You should read the whole thread.
You’re the one who wrote it, and, like I said in the first place, ya might not want to say things like that.
(And it’s “Black,” for God’s sake. They’re an identifiable racialized ethnic group and the least one can do is get the most common name right.)
There is an artist known for various ‘Blak’ works and this terminology, but she is very much not American, it’s a completely different ethnic group.
You won’t find Asian-American students describing academic success as “acting white”.
That’s a cultural issue.
That is not everything, but it is something, a piece of the puzzle, however small or big. And yes, it probably does prevent academic success in some individual cases. The historical development of such attitudes is almost certainly based in past racial oppression. But that doesn’t make it any less a cultural issue. It’s a part of people’s attitudes and beliefs and behavior.
The treatment of paraprofessionals is the great shame of our profession. I have cringed so hard listening to teachers contain about their salaries in front of paras who make less than half of what we do. And it’s not the same job, so some pay differential is to be expected, but lord, it’s awful how often we forget about them when pushing for higher wages. Most teachers don’t even think about it.
We had a nightmare of a superintendent for two years. Of his many sins, the worst was cutting all custodial staff pay for 10%, moving most custodial jobs to night shift (so people would quit) and pinning new hires at minimum wage. Custodians who had been at schools for years or decades were pushed out of shifted to nights. And especially in elementary schools, these people had relationships with kids. They were part of the fabric of the community. And they had vast institutional knowledge of how ancient HVAC and plumbing systems worked.
It was cruel and did permanent damage to our community, but it didn’t get nearly as much community outrage as other things. Because it was happening to custodians.
- - -
Repeat the part of the discussion that opens with the words "The treatment of" and closes with "think about it.", swapping "paraprofessionals" for "teaching assistants".

#### Given material
- - -
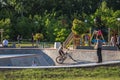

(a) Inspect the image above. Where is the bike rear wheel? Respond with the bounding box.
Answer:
[56,56,64,64]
- - -
#### Exercise response
The treatment of teaching assistants is the great shame of our profession. I have cringed so hard listening to teachers contain about their salaries in front of paras who make less than half of what we do. And it’s not the same job, so some pay differential is to be expected, but lord, it’s awful how often we forget about them when pushing for higher wages. Most teachers don’t even think about it.